__ASSIGNED TASK 1__
Which label released the album described in the Abrazar la Vida article?
__ASSIGNED TASK 2__
Reproduce the Abrazar la Vida article from "Singles from Abrazar" up to and including "by Luis Fonsi.".
__ASSIGNED TASK 3__
Summarize the Abrazar la Vida article in two sentences.

__PROVIDED PASSAGE__
+++
Studio album by Luis Fonsi
- Released: October 28, 2003
- Genre: Latin pop
- Label: Universal Latino

Luis Fonsi chronology
| Fight the Feeling (2002) | Abrazar la Vida (2003) | Paso a Paso (2005) |

Singles from Abrazar la Vida
- "¿Quién Te Dijo Eso?" Released: August 11, 2003; "Abrazar la Vida" Released: December 8, 2003; "Por Ti Podría Morir" Released: March 29, 2004; "Yo Te Propongo" Released: July 26, 2004;

= Abrazar la vida =

Abrazar la Vida (Embrace Life), released on October 28, 2003, is the fifth album by Luis Fonsi.

==Reception==

The AllMusic review awarded the album 3 1/2 stars stating "Fonsi opens ABRAZAR LA VIDA with the plaintive torch song "Quien Te Dijo Eso?," akin to Babyface's country turn on "When Will I See You Again," followed by the more R&B-flavored, but still torch-laden, title song. However, the dance floor is not ignored, as Latin horn touches snake in infectiously on the frenetic "Yo Te Propongo," an almost dizzying number. On ABRAZAR LA VIDA, Fonsi reveals himself to be most comfortable in the modern crooner dye, and casts a satisfying pop shadow with his fifth album.".
+++
Dataset items:
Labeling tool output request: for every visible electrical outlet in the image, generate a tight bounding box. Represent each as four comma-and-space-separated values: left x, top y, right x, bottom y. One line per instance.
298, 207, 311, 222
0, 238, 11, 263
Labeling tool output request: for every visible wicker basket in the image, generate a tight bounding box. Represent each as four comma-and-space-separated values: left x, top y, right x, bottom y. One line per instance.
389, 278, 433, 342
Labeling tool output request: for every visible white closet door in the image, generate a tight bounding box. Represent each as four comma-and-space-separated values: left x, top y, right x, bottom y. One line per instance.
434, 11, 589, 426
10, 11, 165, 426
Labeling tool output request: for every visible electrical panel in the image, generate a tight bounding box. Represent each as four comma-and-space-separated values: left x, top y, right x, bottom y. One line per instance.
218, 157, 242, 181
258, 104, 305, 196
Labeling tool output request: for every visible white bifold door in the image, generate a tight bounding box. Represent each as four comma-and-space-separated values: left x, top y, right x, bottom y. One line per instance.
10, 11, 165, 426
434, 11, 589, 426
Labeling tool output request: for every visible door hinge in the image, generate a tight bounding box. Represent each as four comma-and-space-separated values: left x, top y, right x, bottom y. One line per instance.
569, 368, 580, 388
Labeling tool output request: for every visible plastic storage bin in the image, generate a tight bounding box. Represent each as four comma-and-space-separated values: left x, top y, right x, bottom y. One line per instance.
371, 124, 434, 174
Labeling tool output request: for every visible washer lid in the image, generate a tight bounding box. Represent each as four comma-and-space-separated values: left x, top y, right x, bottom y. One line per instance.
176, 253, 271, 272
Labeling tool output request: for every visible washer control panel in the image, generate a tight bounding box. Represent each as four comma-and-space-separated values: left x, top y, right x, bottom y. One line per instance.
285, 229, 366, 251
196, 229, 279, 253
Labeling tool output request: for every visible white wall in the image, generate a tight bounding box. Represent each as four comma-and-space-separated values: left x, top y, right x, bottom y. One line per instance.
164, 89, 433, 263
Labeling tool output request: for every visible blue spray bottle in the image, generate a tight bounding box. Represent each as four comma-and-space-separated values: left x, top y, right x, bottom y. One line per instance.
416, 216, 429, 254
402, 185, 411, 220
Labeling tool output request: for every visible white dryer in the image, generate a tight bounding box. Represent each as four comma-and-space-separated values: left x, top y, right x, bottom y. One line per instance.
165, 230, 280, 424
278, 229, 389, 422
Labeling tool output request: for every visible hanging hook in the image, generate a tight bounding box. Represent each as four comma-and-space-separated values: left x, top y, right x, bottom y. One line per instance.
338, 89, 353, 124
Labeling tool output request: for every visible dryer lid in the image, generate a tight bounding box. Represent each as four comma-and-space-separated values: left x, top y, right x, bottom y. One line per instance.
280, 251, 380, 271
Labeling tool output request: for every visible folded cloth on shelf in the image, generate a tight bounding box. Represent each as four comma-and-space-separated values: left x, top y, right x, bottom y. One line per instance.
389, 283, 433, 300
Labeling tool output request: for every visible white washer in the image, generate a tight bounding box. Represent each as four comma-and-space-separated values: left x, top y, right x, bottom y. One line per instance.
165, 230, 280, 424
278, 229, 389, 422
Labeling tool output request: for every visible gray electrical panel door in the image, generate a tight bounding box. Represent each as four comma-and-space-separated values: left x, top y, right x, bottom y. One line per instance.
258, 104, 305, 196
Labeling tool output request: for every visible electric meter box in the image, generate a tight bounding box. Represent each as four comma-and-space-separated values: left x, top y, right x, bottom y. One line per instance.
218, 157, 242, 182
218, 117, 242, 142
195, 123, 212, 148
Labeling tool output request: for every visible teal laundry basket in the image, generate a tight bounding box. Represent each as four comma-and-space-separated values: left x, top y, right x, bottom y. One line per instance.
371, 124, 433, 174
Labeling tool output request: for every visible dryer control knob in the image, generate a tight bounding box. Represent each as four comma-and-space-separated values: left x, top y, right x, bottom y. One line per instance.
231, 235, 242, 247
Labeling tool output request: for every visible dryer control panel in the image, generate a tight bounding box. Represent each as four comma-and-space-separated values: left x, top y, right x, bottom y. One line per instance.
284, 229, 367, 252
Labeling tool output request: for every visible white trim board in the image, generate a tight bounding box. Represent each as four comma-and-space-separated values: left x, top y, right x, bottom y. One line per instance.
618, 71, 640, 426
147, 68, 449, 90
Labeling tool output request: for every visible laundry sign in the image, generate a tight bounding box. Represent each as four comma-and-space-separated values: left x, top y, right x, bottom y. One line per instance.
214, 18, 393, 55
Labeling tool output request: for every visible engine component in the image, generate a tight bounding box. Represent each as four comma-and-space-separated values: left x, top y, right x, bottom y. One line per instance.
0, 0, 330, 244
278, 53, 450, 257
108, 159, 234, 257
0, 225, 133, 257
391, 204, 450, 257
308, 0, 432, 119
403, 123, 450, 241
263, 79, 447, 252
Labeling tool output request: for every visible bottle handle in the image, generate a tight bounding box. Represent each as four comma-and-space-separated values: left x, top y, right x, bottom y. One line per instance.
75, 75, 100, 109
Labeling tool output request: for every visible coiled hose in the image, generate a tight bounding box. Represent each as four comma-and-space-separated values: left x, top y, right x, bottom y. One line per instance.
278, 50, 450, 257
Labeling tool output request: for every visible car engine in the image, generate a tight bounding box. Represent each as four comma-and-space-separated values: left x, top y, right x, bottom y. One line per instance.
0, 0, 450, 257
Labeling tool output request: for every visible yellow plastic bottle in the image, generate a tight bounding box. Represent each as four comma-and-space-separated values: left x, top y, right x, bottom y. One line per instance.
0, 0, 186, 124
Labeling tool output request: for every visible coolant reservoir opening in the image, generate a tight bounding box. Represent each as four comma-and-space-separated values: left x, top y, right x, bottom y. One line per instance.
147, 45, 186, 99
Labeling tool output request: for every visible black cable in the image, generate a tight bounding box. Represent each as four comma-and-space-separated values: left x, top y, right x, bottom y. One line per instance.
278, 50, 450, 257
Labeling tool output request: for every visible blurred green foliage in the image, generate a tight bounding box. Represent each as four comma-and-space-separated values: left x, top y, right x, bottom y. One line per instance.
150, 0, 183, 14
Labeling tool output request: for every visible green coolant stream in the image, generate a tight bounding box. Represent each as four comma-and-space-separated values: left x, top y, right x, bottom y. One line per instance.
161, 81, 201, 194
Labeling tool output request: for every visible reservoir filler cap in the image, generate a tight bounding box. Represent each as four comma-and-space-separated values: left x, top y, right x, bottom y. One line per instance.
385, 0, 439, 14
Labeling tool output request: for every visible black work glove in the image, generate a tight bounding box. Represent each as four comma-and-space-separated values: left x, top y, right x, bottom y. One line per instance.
+++
__EXERCISE SOLUTION 1__
Universal Latino

__EXERCISE SOLUTION 2__
Singles from Abrazar la Vida
- "¿Quién Te Dijo Eso?" Released: August 11, 2003; "Abrazar la Vida" Released: December 8, 2003; "Por Ti Podría Morir" Released: March 29, 2004; "Yo Te Propongo" Released: July 26, 2004;

= Abrazar la vida =

Abrazar la Vida (Embrace Life), released on October 28, 2003, is the fifth album by Luis Fonsi.

__EXERCISE SOLUTION 3__
Abrazar la Vida is Luis Fonsi's fifth album, a Latin pop record released on October 28, 2003, by Universal Latino. AllMusic gave it 3 1/2 stars, noting its torch songs and the dance track "Yo Te Propongo," and said Fonsi casts a satisfying pop shadow with it.